Raw records
········

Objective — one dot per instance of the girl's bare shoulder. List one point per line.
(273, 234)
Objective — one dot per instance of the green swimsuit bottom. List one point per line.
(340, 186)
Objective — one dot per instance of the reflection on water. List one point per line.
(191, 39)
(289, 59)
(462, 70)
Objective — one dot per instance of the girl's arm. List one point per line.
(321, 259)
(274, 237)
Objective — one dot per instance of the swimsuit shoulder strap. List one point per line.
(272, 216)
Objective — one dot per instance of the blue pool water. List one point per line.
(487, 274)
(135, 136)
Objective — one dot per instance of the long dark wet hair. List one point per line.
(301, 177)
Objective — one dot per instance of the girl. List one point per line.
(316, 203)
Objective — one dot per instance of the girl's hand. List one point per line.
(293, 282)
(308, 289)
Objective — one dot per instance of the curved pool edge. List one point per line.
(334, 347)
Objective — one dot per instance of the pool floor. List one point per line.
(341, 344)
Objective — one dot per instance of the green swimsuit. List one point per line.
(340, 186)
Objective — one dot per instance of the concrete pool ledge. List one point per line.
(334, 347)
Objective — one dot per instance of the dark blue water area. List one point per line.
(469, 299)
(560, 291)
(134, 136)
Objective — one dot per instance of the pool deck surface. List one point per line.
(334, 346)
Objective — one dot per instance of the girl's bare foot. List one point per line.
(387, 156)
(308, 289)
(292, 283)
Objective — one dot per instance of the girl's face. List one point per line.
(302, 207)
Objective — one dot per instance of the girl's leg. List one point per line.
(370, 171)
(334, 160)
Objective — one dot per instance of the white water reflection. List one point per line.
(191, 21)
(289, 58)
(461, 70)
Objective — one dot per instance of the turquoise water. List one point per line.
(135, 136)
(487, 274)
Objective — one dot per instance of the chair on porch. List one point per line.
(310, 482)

········

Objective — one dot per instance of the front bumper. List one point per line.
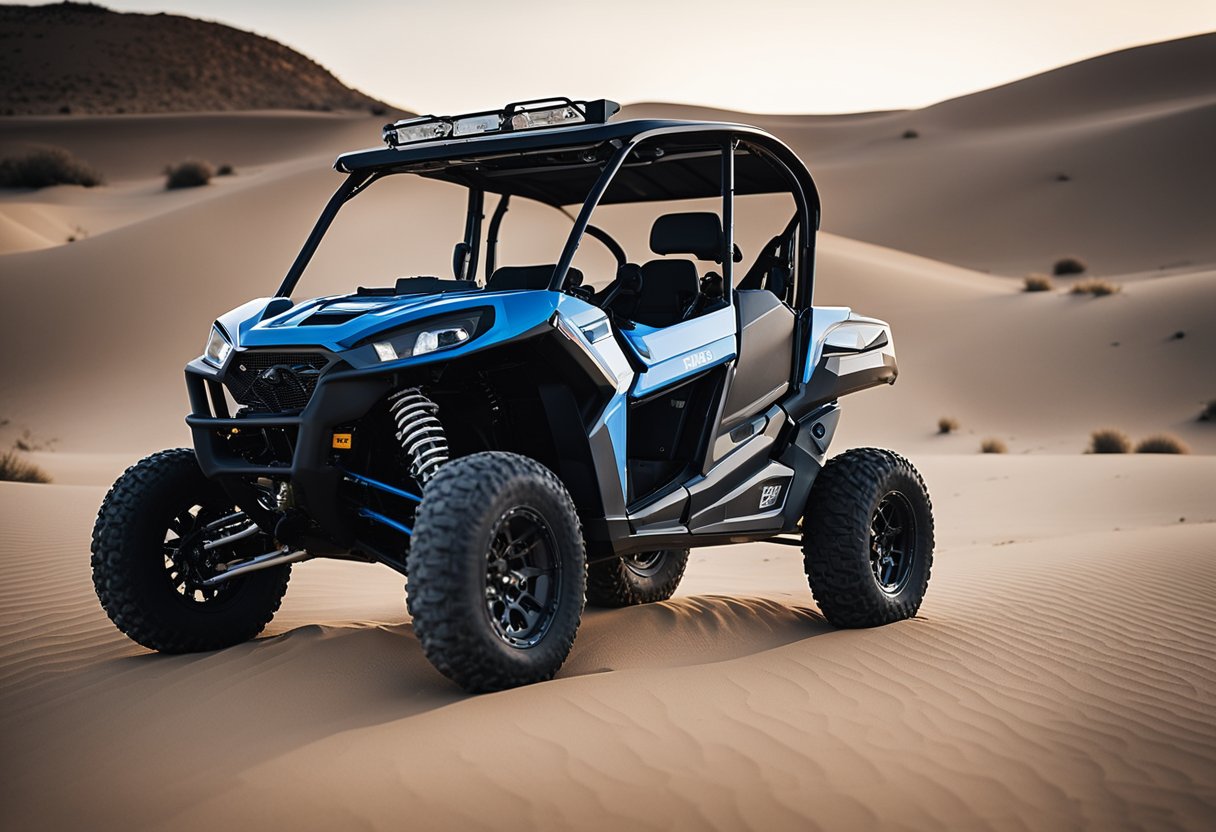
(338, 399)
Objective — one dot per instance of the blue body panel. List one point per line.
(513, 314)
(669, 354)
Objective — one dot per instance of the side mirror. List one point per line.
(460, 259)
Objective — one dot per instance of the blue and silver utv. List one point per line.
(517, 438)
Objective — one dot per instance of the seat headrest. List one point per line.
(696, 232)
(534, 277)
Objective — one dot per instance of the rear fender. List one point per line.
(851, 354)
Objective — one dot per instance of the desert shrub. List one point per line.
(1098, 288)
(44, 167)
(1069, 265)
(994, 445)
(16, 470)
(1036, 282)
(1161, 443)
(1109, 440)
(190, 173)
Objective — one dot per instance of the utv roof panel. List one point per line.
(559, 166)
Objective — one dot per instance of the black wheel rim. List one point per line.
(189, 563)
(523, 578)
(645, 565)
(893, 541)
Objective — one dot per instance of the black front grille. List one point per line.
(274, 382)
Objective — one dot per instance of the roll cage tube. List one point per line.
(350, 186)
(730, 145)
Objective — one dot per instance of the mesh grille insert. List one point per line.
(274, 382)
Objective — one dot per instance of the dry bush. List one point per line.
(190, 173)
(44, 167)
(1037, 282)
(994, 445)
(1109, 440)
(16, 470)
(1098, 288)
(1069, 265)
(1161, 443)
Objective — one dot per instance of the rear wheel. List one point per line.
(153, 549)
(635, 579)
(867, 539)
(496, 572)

········

▸ SHORT PROBLEM: Return each line of the listing above that contains the string "dark". Case counts.

▸ ANSWER FOR THIS EXERCISE:
Objective — one dot per instance of the long dark wet hair. List one point per line.
Objective — one dot per instance of the dark blue water area. List one point per line.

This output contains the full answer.